We found that hospitalized patients with S. aureus nares and/or stool carriage frequently had S. aureus on their skin and on nearby environmental surfaces. S. aureus intestinal colonization was associated with increased frequency of positive skin cultures, which could potentially facilitate staphylococcal infections and nosocomial transmission.

Background

Staphylococcus aureus is an important cause of community-acquired and healthcare-associated infections [1]. The nose (anterior nares) is considered the primary site of colonization with S. aureus; however, several recent studies suggest that colonization of the intestinal tracts of hospitalized patients may have important clinical implications [2-4]. We found that more than half of patients with vancomycin-resistant Enterococcus (VRE) stool colonization had coexisting intestinal colonization with S. aureus, providing a potential reservoir for the emergence vancomycin-resistant S. aureus isolates [2]. Boyce et al. [3] and Gravet et al. [4] have suggested that enterotoxin-producing methicillin-resistant S. aureus (MRSA) strains may be an underappreciated cause of antibiotic-associated diarrhea. Finally, Squier et al. [5] found that intensive care and liver transplant unit patients with both rectal and nares MRSA colonization had significantly higher rates of S. aureus infection than did patients with nares carriage alone (40% vs. 18%).

- - - -

_Work to complete_
- a) In the text on Staphylococcus aureus colonization, which body site is considered the primary site of colonization with S. aureus?
- b) Substitute "hospital" for "nosocomial" in the text on Staphylococcus aureus colonization, and write out everything from "We found that hospitalized" down to "and nosocomial transmission.".

_Listed entries_

- - - -

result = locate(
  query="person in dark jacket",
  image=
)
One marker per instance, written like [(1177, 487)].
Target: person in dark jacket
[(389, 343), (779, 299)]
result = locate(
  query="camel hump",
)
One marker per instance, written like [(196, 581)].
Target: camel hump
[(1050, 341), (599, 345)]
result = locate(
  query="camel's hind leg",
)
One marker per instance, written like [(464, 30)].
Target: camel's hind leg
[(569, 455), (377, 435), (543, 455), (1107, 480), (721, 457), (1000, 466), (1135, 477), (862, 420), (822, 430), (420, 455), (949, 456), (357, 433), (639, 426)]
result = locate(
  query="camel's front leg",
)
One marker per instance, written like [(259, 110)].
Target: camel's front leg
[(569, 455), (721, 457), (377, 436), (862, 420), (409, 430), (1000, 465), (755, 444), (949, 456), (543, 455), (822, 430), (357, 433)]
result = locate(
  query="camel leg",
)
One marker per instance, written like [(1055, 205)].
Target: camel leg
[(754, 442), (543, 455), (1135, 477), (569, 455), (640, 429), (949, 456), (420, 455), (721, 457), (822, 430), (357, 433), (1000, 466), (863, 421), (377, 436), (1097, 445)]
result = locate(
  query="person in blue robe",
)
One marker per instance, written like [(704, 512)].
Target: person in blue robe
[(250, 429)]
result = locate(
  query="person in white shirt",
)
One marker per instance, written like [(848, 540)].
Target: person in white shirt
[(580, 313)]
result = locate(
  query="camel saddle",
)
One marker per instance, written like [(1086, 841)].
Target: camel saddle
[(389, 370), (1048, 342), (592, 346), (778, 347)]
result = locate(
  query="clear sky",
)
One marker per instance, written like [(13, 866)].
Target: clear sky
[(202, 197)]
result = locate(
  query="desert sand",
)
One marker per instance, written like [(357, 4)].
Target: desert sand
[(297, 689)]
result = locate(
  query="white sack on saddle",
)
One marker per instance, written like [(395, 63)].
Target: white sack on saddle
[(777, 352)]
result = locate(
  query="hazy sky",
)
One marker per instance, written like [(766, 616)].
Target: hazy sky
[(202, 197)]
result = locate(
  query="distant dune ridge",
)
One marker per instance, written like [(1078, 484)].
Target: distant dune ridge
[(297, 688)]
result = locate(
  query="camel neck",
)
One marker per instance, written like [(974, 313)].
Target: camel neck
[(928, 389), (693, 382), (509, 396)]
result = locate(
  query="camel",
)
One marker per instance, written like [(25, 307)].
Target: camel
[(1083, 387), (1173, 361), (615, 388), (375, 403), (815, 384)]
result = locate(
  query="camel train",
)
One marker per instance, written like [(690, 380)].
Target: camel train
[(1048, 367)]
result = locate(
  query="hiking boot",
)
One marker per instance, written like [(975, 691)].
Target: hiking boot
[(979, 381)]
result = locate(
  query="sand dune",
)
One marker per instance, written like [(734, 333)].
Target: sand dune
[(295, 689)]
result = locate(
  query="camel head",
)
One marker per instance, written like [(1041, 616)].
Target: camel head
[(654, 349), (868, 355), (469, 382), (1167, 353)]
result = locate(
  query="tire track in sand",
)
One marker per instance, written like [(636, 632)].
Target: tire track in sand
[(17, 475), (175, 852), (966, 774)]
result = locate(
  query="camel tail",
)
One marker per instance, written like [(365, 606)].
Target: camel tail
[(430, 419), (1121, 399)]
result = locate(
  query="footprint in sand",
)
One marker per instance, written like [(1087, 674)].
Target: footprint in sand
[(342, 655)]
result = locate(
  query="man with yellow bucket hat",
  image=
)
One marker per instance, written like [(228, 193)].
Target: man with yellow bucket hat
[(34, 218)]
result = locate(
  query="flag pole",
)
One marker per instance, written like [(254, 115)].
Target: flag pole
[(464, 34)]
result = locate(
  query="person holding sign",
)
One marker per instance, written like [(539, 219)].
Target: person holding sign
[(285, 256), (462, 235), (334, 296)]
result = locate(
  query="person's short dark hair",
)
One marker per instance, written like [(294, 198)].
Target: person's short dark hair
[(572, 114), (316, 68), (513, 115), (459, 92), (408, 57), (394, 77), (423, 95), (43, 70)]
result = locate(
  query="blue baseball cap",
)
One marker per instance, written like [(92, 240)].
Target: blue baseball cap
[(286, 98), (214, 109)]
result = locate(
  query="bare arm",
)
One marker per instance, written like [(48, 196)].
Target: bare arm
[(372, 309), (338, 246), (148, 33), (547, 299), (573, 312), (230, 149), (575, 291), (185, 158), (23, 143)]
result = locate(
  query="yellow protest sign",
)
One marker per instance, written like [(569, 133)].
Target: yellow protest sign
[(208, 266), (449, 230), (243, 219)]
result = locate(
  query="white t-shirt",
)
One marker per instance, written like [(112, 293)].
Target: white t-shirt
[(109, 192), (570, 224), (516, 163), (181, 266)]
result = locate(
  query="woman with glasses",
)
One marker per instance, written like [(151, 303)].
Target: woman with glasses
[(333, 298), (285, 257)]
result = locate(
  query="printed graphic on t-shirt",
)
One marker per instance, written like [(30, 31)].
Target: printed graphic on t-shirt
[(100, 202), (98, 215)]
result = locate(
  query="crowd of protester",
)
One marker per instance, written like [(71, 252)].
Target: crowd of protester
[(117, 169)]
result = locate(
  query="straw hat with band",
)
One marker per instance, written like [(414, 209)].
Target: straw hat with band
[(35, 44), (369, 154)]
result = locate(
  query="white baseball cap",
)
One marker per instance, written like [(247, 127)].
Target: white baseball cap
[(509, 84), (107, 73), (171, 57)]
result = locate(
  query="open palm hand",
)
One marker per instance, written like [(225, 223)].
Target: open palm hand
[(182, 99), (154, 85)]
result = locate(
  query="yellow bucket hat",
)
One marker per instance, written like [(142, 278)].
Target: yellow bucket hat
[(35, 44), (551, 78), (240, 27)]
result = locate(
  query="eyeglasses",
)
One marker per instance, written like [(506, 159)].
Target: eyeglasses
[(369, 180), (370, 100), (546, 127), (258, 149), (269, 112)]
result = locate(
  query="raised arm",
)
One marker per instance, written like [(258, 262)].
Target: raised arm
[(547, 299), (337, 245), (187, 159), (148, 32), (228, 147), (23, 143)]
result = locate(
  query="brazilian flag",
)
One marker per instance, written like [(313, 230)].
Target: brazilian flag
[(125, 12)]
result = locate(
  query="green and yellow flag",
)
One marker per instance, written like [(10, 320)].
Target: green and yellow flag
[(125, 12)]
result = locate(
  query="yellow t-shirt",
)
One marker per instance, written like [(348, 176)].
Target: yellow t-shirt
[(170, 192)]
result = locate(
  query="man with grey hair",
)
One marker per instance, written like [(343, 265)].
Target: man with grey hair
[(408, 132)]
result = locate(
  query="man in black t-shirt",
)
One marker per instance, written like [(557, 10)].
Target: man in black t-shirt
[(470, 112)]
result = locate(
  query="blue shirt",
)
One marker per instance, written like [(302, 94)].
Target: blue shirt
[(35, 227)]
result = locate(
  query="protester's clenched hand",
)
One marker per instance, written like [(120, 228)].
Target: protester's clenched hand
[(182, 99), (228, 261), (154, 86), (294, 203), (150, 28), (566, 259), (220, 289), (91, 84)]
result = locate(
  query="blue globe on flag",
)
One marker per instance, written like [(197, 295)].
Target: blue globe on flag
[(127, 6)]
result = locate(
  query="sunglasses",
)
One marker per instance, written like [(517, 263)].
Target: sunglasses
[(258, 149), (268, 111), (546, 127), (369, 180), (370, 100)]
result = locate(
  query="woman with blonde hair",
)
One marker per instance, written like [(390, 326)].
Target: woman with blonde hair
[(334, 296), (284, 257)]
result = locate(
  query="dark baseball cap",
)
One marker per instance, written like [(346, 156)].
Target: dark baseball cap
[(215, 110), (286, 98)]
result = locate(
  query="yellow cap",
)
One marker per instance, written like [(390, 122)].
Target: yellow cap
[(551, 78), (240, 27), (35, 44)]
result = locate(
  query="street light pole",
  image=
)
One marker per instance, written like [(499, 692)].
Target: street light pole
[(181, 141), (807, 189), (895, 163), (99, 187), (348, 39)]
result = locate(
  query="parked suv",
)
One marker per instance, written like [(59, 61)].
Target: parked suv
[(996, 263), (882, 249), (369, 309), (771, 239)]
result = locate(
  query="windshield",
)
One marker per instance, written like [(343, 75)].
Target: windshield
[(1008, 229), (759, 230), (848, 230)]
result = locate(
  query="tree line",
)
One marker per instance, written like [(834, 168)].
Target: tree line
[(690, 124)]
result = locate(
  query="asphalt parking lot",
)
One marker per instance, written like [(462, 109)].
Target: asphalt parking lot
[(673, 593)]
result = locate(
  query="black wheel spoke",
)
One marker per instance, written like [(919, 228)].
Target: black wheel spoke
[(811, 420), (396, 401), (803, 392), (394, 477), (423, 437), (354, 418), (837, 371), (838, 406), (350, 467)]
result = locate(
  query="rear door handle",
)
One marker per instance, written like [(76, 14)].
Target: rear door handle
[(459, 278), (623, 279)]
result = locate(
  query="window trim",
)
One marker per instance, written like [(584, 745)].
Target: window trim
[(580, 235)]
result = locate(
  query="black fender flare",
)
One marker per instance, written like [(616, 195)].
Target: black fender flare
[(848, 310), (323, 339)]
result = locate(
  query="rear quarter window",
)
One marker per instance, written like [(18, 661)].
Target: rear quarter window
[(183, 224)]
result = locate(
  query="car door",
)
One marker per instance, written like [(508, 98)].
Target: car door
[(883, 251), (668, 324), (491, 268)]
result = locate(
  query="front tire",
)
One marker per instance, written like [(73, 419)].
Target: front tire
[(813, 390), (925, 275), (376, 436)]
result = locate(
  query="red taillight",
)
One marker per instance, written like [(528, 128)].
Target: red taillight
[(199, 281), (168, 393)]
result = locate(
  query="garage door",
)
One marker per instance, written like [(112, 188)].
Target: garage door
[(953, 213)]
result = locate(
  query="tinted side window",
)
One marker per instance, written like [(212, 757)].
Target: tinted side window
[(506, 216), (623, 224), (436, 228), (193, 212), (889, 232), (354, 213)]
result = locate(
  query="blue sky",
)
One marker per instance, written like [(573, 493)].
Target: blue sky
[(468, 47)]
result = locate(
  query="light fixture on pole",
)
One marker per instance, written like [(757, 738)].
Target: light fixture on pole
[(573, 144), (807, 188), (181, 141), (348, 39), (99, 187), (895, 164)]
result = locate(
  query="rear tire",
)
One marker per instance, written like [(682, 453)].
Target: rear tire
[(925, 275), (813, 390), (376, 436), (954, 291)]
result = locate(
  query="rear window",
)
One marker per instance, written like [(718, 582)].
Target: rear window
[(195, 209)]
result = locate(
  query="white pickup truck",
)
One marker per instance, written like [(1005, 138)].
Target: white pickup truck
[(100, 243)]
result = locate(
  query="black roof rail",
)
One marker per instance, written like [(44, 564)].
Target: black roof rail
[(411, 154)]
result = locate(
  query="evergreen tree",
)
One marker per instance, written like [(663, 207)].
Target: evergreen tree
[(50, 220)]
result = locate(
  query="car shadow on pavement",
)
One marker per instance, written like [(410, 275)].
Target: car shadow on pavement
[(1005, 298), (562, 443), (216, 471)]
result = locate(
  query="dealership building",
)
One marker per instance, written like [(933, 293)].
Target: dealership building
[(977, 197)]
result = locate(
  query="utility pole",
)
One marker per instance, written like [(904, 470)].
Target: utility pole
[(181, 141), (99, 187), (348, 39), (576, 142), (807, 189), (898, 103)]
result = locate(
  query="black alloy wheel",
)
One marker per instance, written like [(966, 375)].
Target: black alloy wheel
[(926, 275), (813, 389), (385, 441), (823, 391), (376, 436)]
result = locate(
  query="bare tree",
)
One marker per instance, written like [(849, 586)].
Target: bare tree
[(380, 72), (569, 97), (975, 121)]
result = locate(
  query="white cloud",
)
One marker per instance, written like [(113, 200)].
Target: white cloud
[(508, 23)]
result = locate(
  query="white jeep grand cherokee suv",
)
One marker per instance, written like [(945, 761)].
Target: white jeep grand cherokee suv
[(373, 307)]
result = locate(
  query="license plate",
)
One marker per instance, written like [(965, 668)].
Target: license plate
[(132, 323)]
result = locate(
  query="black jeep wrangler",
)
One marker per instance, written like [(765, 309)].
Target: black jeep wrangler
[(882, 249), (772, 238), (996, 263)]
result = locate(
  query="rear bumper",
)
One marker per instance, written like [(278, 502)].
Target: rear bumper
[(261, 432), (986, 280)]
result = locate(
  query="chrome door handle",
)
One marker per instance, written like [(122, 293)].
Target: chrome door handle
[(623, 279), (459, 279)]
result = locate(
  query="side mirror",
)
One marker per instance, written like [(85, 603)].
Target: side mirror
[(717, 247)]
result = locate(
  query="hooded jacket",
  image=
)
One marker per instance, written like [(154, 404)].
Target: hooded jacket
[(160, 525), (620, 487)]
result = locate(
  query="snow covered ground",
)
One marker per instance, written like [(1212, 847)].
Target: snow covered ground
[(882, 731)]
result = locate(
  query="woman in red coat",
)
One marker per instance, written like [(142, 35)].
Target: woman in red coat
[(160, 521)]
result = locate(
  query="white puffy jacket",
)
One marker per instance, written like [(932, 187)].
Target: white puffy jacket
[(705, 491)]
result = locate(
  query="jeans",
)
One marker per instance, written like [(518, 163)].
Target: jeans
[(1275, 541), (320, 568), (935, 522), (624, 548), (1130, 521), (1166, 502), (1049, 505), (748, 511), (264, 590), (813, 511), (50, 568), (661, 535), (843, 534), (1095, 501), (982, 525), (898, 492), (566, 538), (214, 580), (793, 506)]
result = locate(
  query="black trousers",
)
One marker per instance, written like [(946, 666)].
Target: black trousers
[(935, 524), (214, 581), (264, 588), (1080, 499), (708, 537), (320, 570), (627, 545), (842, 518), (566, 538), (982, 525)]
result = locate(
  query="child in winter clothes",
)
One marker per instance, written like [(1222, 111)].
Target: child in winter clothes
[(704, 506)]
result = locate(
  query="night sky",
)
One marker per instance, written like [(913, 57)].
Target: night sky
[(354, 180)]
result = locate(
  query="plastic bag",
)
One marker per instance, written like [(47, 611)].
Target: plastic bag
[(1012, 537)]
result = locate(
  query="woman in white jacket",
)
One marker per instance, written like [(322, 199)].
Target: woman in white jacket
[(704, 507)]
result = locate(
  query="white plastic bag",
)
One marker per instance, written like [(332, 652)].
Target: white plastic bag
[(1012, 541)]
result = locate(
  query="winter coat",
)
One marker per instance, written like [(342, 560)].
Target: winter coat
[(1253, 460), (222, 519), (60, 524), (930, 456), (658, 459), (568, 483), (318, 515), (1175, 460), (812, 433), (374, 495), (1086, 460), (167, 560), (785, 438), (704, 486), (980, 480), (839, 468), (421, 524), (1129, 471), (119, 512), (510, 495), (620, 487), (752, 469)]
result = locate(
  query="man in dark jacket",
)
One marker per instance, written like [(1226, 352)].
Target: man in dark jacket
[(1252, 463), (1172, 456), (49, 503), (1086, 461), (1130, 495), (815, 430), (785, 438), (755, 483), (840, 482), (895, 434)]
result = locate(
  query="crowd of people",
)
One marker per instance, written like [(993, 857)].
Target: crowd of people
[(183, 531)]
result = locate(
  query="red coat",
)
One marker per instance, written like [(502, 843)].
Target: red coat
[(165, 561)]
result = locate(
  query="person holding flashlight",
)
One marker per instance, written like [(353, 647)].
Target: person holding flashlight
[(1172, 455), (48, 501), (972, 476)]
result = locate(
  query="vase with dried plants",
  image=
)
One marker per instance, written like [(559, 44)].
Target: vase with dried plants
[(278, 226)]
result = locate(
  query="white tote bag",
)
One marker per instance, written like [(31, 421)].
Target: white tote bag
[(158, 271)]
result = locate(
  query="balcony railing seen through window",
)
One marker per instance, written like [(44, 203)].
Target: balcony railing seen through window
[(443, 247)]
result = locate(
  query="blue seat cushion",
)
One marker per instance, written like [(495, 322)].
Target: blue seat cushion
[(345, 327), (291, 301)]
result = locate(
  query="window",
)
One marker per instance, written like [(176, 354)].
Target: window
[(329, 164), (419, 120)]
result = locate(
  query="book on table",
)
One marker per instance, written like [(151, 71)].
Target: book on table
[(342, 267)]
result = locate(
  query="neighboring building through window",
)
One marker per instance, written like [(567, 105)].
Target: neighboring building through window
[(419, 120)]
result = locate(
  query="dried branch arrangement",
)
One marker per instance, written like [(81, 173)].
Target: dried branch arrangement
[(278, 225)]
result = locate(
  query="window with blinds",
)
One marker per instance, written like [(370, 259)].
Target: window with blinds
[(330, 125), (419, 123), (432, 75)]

- - - -

_Responses in order_
- a) The nose (anterior nares).

- b)
We found that hospitalized patients with S. aureus nares and/or stool carriage frequently had S. aureus on their skin and on nearby environmental surfaces. S. aureus intestinal colonization was associated with increased frequency of positive skin cultures, which could potentially facilitate staphylococcal infections and hospital transmission.